Rewrite the lines from the one containing "If any tourist" through the end of the records, inclusive, substituting "give its precise position" for every occurrence of "identify its exact location" and keeping everything else unchanged.

Entries taken from a collection
******************************

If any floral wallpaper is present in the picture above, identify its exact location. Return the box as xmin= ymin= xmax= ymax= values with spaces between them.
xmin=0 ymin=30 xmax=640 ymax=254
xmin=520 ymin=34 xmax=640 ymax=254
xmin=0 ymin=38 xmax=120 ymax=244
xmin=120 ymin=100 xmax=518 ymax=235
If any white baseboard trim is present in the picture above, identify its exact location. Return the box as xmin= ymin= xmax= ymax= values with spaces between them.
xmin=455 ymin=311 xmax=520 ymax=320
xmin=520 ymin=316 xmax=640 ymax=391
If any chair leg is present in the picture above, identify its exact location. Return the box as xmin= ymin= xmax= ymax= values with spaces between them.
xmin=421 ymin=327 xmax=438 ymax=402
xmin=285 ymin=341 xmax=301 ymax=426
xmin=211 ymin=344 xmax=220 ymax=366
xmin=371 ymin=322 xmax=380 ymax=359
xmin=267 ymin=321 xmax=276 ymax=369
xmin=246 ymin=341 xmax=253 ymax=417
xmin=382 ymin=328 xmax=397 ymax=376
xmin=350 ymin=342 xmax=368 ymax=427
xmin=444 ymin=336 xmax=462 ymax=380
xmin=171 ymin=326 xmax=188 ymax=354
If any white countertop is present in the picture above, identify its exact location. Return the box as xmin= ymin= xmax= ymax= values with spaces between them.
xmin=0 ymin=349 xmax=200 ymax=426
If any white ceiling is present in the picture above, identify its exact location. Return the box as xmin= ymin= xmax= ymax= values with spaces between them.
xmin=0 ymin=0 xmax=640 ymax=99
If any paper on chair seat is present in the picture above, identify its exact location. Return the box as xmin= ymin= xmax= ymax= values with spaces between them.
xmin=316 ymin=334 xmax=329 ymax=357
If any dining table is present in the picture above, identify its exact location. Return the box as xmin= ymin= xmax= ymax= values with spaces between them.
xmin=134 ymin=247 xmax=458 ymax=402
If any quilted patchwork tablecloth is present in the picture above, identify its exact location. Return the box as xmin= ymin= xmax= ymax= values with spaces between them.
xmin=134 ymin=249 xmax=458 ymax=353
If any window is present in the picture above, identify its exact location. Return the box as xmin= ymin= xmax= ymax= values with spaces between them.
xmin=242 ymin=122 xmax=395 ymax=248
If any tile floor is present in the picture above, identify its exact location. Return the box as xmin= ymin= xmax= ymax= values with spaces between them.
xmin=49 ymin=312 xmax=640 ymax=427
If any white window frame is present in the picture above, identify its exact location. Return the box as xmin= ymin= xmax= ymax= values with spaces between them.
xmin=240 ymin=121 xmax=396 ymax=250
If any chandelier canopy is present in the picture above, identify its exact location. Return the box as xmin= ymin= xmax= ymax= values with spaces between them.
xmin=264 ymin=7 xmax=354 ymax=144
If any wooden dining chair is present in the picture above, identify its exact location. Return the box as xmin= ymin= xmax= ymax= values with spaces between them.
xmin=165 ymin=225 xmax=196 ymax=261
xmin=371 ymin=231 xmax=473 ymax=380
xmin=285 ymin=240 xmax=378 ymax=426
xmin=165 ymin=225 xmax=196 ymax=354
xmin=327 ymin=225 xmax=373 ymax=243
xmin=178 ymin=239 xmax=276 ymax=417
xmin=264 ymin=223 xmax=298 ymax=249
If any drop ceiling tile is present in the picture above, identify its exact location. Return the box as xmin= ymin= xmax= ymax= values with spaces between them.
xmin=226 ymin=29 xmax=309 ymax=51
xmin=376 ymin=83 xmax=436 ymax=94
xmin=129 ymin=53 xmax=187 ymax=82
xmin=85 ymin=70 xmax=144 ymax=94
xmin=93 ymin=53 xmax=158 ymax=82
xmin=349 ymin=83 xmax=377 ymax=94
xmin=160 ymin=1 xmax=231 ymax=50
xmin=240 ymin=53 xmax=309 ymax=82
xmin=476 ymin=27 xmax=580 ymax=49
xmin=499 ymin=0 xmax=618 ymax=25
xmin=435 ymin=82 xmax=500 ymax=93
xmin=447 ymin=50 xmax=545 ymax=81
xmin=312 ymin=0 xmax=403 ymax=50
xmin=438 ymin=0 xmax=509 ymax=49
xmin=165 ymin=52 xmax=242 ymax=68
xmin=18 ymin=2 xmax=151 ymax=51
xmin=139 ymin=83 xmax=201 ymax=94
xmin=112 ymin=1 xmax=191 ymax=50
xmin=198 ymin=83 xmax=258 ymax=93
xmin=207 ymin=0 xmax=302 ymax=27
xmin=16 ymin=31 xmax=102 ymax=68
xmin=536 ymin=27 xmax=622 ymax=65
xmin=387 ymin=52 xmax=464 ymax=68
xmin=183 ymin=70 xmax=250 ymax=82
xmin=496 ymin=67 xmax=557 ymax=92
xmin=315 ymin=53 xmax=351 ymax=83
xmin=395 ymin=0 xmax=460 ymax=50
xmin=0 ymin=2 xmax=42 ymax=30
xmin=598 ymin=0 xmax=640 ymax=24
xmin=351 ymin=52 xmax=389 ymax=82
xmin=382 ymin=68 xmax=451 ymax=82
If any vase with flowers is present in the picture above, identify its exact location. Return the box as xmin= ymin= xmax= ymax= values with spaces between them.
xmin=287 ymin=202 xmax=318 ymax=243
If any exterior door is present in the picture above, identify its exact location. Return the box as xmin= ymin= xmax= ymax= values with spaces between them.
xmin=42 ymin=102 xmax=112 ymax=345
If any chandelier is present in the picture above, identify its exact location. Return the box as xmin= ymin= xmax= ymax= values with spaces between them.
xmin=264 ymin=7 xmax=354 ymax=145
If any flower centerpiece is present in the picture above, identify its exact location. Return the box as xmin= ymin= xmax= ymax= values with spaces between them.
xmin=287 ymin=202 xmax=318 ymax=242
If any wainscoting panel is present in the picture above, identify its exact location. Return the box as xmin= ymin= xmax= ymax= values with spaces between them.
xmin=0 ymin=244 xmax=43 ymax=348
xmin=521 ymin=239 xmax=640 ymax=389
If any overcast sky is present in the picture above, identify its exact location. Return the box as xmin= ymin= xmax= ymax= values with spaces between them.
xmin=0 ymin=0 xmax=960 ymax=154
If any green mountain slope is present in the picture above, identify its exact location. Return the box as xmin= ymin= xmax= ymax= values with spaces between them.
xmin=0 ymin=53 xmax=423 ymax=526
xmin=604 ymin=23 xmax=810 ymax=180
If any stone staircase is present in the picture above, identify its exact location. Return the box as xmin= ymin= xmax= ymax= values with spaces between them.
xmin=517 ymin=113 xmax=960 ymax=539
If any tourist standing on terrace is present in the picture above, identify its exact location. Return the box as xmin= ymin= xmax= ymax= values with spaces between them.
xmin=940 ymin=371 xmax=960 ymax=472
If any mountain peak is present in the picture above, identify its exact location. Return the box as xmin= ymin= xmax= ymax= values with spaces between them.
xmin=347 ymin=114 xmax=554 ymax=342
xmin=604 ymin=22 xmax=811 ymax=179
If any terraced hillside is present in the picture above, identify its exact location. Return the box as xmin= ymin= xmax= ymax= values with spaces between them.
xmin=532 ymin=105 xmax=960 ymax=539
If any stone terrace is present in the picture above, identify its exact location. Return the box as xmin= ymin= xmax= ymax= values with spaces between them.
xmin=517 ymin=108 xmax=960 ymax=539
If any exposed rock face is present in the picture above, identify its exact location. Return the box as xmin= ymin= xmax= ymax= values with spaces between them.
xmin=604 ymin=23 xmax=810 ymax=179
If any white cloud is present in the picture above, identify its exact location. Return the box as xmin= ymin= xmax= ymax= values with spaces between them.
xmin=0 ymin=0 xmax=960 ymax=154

******************************

* _RESULT FOR THIS EXERCISE_
If any tourist standing on terrace is present in the picture above, give its precise position. Return the box as xmin= ymin= xmax= ymax= values with spaces between them.
xmin=940 ymin=371 xmax=960 ymax=472
If any mountain peak is present in the picture above, give its precise position. Return the box as xmin= ymin= xmax= ymax= values with spaces between them.
xmin=347 ymin=114 xmax=554 ymax=342
xmin=604 ymin=22 xmax=811 ymax=179
If any terraced hillside is present in the picture above, give its precise position. Return the box as xmin= ymin= xmax= ymax= values with spaces between them.
xmin=532 ymin=105 xmax=960 ymax=539
If any stone terrace is present in the picture above, give its precise position. Return the box as xmin= ymin= xmax= ymax= values with spaces between them.
xmin=517 ymin=108 xmax=960 ymax=539
If any exposed rock face is present in the picture above, give its precise position. Return the box as xmin= ymin= xmax= ymax= values with spaces between them.
xmin=604 ymin=23 xmax=810 ymax=179
If any white cloud is present in the picture above, give its precise position. Return the box as xmin= ymin= xmax= ymax= values with spaces between them.
xmin=0 ymin=0 xmax=960 ymax=154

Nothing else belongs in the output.